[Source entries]
--------

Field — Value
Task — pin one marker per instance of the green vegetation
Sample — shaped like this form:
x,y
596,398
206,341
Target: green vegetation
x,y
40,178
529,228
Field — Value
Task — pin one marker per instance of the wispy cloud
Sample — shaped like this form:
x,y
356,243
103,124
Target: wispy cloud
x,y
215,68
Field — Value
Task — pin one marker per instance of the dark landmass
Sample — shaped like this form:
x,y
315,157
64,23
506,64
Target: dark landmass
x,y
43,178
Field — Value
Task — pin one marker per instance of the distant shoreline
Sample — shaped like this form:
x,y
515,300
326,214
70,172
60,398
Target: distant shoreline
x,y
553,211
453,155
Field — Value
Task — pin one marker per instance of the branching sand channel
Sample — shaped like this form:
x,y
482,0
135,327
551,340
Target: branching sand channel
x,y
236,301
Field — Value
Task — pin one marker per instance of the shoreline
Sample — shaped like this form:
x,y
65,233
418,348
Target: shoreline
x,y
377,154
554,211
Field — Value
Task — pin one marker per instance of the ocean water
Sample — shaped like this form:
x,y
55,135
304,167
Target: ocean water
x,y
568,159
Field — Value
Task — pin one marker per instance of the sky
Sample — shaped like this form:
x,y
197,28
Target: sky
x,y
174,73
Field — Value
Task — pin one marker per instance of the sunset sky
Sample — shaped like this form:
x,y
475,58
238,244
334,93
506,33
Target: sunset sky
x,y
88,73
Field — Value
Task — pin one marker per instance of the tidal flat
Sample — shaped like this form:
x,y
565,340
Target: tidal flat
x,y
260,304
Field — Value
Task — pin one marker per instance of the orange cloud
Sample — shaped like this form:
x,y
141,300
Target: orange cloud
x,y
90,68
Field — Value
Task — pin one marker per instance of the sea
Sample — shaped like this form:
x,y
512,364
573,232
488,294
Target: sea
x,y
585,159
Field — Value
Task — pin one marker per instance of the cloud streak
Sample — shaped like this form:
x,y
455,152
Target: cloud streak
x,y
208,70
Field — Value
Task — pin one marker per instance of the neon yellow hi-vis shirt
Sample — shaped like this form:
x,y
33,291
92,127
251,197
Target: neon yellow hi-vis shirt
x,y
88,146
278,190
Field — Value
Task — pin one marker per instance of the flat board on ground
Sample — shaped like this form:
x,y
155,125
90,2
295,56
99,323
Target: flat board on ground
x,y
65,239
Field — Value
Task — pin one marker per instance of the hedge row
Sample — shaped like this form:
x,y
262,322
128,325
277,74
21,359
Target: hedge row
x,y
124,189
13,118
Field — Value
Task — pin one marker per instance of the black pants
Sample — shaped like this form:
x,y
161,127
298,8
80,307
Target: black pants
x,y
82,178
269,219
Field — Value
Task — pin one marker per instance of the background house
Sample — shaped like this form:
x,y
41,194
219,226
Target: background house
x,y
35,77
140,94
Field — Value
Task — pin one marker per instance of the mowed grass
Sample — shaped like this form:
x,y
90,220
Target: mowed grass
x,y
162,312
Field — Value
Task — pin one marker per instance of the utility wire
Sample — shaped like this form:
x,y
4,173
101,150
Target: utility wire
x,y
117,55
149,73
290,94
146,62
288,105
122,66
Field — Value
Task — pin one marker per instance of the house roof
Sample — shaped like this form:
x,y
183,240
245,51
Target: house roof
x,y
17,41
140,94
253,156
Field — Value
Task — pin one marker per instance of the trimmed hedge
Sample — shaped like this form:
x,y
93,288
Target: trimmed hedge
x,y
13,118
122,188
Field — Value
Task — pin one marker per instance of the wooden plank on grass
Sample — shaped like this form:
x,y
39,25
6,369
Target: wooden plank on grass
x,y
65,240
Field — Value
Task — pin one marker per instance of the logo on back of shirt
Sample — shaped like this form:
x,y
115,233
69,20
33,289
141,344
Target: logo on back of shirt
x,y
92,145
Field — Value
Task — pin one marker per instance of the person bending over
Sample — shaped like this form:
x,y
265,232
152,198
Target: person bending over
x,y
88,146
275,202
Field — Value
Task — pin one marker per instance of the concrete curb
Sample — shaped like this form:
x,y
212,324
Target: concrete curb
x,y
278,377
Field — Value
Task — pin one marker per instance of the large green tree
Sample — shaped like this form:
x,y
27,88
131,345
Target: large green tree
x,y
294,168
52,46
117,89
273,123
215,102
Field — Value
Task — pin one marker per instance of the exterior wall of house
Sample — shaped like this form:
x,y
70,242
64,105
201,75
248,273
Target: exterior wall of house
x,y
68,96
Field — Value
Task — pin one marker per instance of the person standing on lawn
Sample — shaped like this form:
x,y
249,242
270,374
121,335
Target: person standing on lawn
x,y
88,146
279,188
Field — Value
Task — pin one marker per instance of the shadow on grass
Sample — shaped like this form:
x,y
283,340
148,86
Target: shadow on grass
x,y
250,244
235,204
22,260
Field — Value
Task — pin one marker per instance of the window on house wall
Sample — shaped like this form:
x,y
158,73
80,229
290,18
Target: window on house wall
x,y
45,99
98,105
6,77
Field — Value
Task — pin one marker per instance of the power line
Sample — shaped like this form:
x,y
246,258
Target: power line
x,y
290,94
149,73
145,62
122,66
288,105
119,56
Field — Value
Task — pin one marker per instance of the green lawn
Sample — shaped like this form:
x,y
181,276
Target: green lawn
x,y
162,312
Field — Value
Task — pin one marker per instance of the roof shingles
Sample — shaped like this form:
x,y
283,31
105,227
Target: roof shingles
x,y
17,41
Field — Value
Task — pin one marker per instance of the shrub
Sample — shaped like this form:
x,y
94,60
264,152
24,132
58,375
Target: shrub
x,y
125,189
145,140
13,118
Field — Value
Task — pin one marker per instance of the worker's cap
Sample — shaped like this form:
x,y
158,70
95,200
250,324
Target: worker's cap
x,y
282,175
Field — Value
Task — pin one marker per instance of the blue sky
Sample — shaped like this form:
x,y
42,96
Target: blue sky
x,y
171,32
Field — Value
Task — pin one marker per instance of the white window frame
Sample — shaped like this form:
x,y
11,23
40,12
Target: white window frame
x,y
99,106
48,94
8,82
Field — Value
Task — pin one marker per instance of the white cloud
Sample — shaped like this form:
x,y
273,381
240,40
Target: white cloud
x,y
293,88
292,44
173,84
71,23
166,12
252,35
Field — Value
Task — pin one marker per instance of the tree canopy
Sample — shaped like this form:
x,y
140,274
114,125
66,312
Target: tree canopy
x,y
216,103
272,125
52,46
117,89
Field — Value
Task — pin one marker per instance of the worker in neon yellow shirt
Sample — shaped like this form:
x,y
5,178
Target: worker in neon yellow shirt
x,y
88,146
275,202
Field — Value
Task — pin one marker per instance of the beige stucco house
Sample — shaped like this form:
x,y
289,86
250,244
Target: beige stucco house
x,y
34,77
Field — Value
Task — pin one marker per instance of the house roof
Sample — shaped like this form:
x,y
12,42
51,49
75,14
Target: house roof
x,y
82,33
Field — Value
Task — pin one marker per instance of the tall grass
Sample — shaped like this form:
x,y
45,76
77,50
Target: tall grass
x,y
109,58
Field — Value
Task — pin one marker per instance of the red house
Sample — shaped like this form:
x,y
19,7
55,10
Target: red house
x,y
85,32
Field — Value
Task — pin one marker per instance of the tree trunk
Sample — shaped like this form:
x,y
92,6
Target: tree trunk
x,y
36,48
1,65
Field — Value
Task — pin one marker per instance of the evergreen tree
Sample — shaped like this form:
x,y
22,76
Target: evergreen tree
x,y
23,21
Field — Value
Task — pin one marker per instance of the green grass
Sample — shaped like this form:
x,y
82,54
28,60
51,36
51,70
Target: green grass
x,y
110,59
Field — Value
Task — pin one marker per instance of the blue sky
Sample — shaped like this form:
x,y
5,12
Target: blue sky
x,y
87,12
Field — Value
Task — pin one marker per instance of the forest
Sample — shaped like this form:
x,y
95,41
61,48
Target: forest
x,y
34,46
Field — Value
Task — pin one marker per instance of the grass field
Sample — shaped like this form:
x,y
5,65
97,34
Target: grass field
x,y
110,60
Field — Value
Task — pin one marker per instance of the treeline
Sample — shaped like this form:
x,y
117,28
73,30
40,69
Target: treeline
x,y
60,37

--------

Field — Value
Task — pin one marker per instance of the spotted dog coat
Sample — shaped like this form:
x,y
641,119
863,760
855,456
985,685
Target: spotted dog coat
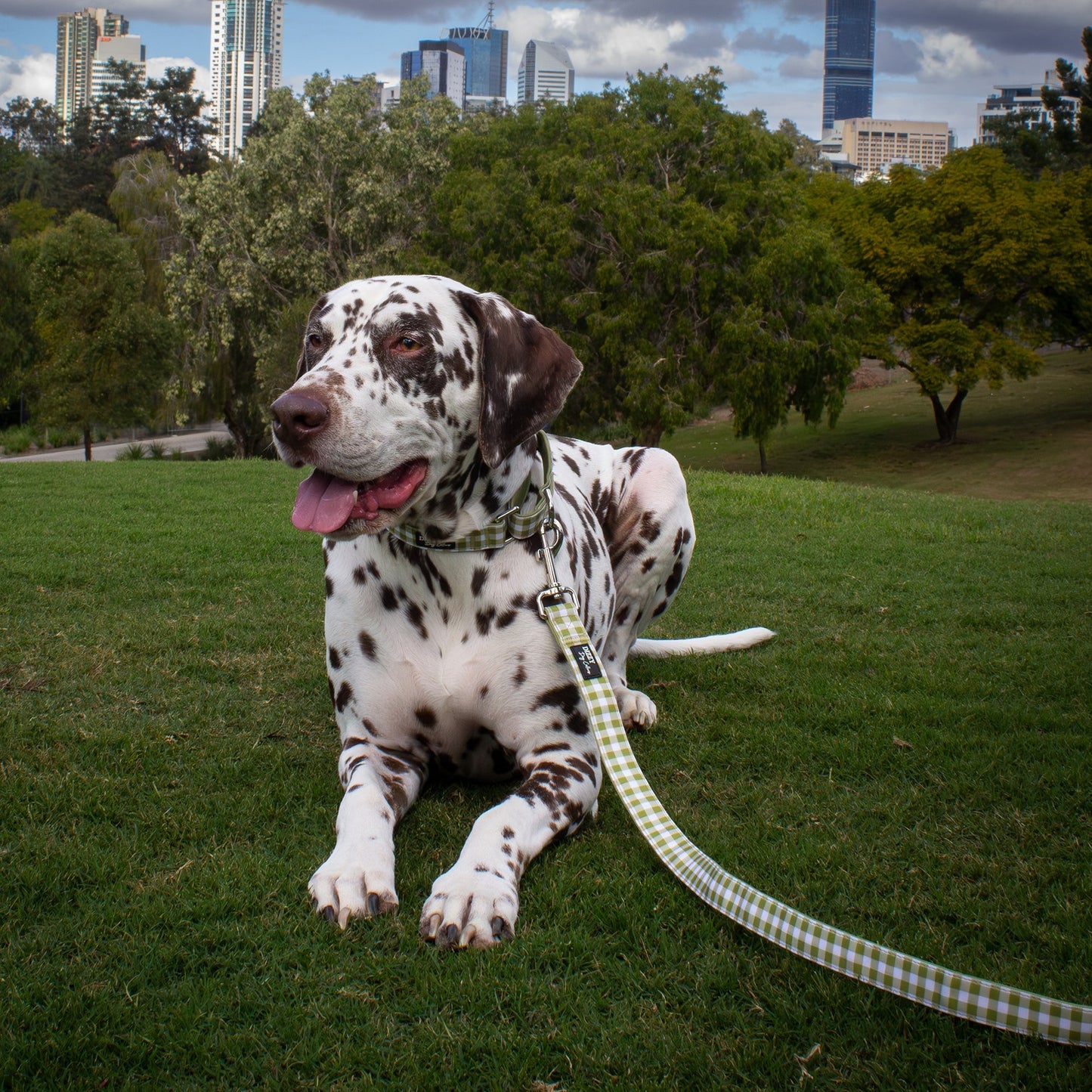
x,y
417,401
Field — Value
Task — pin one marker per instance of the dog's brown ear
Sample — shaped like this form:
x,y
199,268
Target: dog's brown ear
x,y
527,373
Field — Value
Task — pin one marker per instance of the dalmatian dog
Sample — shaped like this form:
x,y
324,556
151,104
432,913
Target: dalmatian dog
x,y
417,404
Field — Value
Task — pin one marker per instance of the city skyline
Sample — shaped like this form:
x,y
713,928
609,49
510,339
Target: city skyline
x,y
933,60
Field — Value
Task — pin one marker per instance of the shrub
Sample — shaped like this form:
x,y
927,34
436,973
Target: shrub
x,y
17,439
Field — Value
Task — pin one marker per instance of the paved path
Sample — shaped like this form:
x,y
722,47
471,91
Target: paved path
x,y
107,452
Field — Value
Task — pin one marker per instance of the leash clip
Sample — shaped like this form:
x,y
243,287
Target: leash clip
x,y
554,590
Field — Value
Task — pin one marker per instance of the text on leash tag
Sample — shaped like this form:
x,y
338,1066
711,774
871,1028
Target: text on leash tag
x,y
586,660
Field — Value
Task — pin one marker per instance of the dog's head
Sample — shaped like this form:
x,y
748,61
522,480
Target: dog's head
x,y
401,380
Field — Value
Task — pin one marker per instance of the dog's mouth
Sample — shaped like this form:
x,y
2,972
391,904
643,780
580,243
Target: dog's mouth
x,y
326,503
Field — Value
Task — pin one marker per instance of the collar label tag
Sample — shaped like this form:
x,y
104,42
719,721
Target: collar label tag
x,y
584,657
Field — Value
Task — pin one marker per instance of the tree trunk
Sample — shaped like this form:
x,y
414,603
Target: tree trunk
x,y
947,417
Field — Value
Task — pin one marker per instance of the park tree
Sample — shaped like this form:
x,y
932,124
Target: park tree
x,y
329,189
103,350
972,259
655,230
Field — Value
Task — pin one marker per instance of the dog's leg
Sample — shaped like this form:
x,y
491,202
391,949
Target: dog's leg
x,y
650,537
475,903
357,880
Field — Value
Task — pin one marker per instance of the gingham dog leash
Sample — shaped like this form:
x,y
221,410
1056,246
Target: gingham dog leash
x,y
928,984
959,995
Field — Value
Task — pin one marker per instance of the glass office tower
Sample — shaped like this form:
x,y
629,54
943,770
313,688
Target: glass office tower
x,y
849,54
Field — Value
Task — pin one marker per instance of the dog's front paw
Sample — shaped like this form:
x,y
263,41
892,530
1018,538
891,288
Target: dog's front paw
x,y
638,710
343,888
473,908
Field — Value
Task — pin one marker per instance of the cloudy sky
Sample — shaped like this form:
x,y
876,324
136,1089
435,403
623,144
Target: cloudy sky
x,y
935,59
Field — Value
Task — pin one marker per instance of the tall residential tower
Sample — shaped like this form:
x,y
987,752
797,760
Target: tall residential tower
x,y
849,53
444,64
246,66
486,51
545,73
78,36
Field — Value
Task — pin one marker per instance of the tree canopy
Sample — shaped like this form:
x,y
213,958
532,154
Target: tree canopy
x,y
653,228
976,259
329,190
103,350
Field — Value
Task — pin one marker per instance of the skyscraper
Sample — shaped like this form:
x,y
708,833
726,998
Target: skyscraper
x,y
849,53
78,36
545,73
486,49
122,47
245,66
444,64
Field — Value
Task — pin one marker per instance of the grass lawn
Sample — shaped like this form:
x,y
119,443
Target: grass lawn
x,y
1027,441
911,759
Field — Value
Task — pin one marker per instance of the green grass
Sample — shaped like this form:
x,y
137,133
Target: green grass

--------

> Instructions for the task
Pull out every line of the entries above that contains the string "stucco". Case matters.

> Problem solution
Task — pin one marker per instance of the beige stucco house
Target: beige stucco house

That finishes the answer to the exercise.